— BEGIN Data extract —

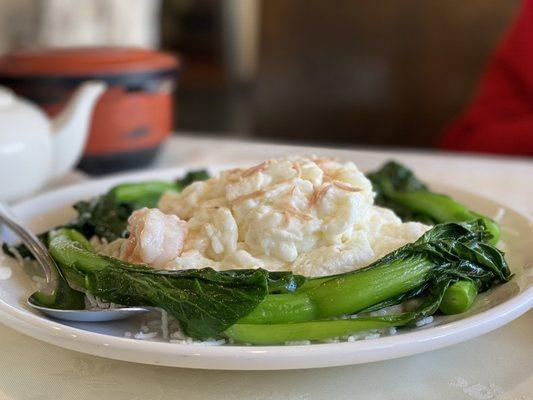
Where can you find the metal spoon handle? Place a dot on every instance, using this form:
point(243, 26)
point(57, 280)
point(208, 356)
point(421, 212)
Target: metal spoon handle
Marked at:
point(36, 247)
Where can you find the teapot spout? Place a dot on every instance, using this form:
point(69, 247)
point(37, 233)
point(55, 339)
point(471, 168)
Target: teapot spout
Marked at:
point(71, 126)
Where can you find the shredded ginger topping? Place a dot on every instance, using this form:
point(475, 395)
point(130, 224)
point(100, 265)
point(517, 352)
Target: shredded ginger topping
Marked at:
point(314, 216)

— END Data extract —

• What is being asked: Update the rows above, replacing "Place a dot" with "Put a mark" wherever it appears and keeping everything else the same. Leave the pictures out of your answer.

• Solution for this problem:
Where can you find the metal spoon handle? Put a mark on every instance, using this form:
point(243, 26)
point(57, 280)
point(208, 356)
point(421, 212)
Target: metal spoon handle
Marked at:
point(36, 247)
Where can you find the teapot spout? Put a mark on every instance, using this form:
point(69, 247)
point(37, 233)
point(55, 339)
point(471, 168)
Target: teapot spout
Marked at:
point(71, 126)
Where can you find the shredded ginger topping? Put a mark on every instance, using this form:
point(475, 395)
point(130, 224)
point(100, 265)
point(517, 352)
Target: shredded ginger topping
Marked at:
point(314, 216)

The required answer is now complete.